Then, the second embodiment calculates the number of occurrence points belonging to the cluster corresponding to an ambulance. The second embodiment also extracts each of occurrence points belonging to the cluster in which the number of occurrence points assigned to the cluster corresponding to the ambulance is larger than a preset number. Then, the second embodiment calculates the risk level depending on the number of extracted occurrence points. A specific description thereof is now given.

In the second embodiment, the calculation unit 106 sets each of a plurality of ambulances to be each of the centers of a plurality of clusters.

The calculation unit 106 subsequently specifies a target ambulance representing an ambulance with the shortest distance to an occurrence point among a plurality of ambulances, which is similar to the first embodiment. The target ambulance is specified for each occurrence point in the predictive distribution generated by the demand prediction unit 102. The calculation unit 106 then assigns the occurrence points to the center of the cluster corresponding to the target ambulance.

In this regard, a target ambulance a_i for an occurrence point i is expressed by formula (2) below.

$\begin{array}{cc}\left[\mathrm{Math}.2\right]& \\ a_i=\arg \underset{j}{\min }{d}_{\mathrm{ij}}& \left(2\right)\end{array}$

Moreover, given that the cluster of ambulance j is C_j, then C_j={i|a_i=j}.

The calculation unit 106 subsequently extracts each of the occurrence points where the distance d_i between the target ambulance a_i and the occurrence point i is equal to or greater than the threshold value d_th, which is similar to the first embodiment. In addition, the calculation unit 106 extracts each of the occurrence points belonging to the cluster in which the number of the assigned occurrence points is larger than the preset number.

A specific description thereof is now given.

- Raw records -

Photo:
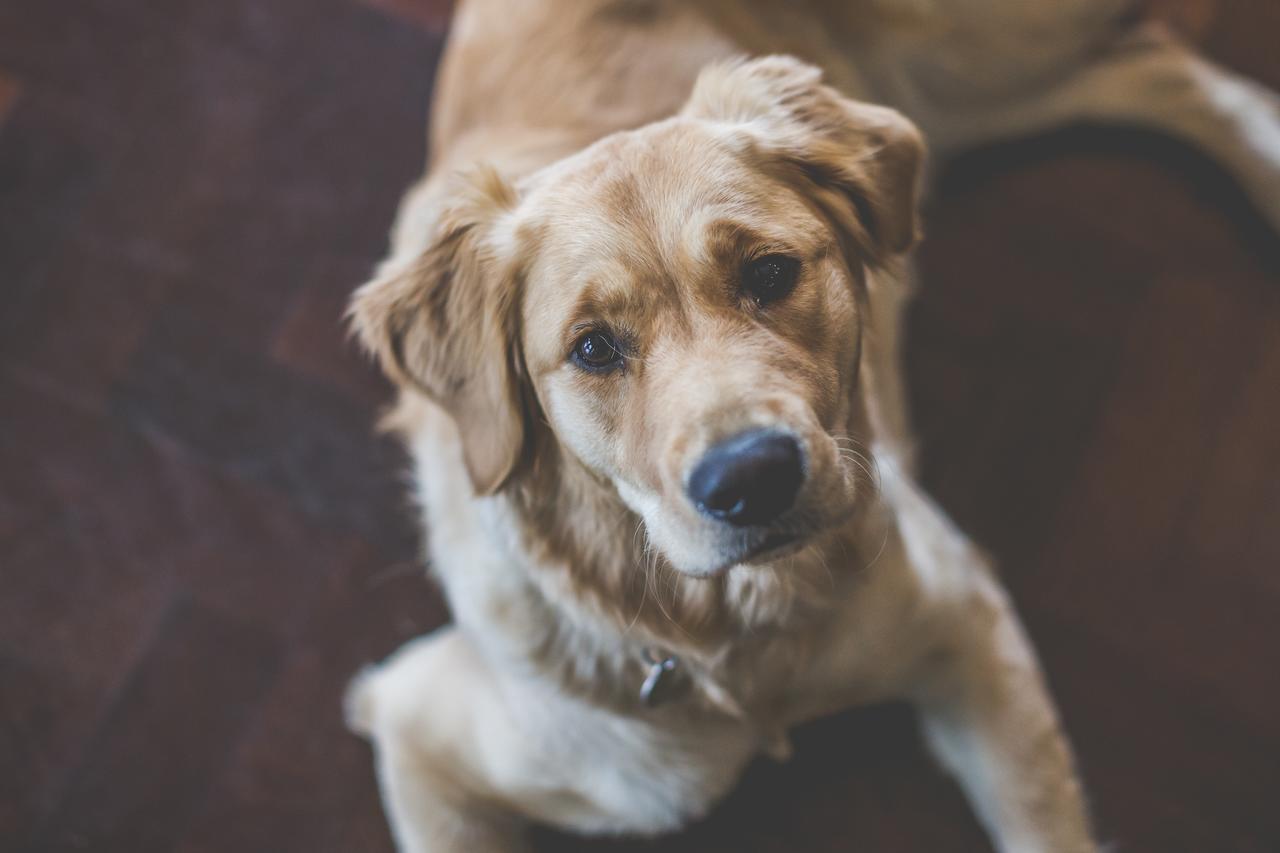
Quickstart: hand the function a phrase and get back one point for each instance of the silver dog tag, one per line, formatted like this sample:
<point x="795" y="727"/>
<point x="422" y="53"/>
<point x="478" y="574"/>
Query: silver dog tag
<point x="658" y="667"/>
==
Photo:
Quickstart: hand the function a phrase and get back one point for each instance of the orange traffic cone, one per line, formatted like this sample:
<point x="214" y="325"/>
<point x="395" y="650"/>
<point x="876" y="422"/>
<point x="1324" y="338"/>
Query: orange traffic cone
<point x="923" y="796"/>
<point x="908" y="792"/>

- Task 1 -
Answer these from the text on ambulance clusters:
(a) In the second embodiment, what does the calculation unit 106 set as the centers of the clusters?
(b) Which ambulance counts as the target ambulance for an occurrence point?
(c) Besides the points picked by distance, which occurrence points does the calculation unit 106 also extract?
- Task 2 -
Write the next part of the text on ambulance clusters, picking up right after its final sentence.

- Written answer 1 -
(a) Each of a plurality of ambulances.
(b) The ambulance with the shortest distance to that occurrence point among the ambulances.
(c) Each of the occurrence points belonging to a cluster in which the number of assigned occurrence points is larger than the preset number.

- Written answer 2 -
Specifically, the calculation unit 106 first sets a positive constant b_j to the cluster C_j of the ambulance j for each of the plurality of ambulances. The calculation unit 106 subsequently initializes by substituting zero for a counter c_j corresponding to the cluster C_j of the ambulance j. Moreover, the constant b_j can be designed to increase as the number of occurrence points to be processed by the ambulance j or the number of elements in N increases. A supplementary description for one of the meanings of the constant b_j is given below. The constant b_j can be regarded as the capacity for the demand of an ambulance. In other words, it is assumed that the capacity varies depending on the ambulance or regional characteristics. Thus, the constant b_j can be designed depending on the ambulance or the place where the present embodiment is implemented.

The calculation unit 106 subsequently rearranges the distance d_i calculated for each of the plurality of occurrence points in ascending order. The calculation unit 106 then compares each of all the distances d_i belonging to the set N with the threshold value d_th in order from the smallest distance d_i.

If the distance d_i is equal to or greater than the threshold value d_th, the calculation unit 106 extracts the occurrence point i. On the other hand, if the distance d_i is less than the threshold value d_th, the calculation unit 106 increments the counter c_j of the cluster C_j to which the occurrence point i belongs by one.

The calculation unit 106 then compares the counter c_j of the cluster C_j with the positive constant b_j, and if b_j<c_j, extracts each occurrence point belonging to the cluster C_j. Moreover, it is also possible to have a configuration of extracting the overflowing occurrence point instead of the occurrence point belonging to the cluster C_j in which b_j<c_j in this way. The overflowing occurrence point is, for example, an occurrence point that does not belong to any clusters in the case where the number of occurrence points belonging to the cluster C_j exceeds the integer b_j. The occurrence point belonging to the cluster C_j is determined on the basis of the predetermined reference, such as its location or time.

This achieves the configuration makes it easier to dispatch the ambulance j corresponding to the cluster C_j in which the number of the assigned occurrence points, c_j, is larger than the preset value b_j. Thus, the risk level for a region of the mesh including the occurrence point belonging to such a cluster of ambulances is set to become higher.

Moreover, if the number of the assigned occurrence points c_j is larger than the preset value b_j, the calculation unit 106 can extract the occurrence point corresponding to the number of differences between the constant b_j and the number of the assigned occurrence points as the occurrence point that is incapable of being covered by the target ambulance.

Next, operations of the display control device 10 will be described.

FIG. 10 is a flowchart illustrating procedures of display control processing by the display control device 10. The display control processing is performed by a CPU 11 reading a display control processing program from a ROM 12 or a storage 14, loading the display control processing program in a RAM 13, and executing the display control processing program.

Steps S100 to S104 and step S112 are executed similarly to those in the first embodiment.

In step S200, the CPU 11 functions as the calculation unit 106 to calculate the risk level by executing the procedure of the flowchart illustrated in FIG. 11.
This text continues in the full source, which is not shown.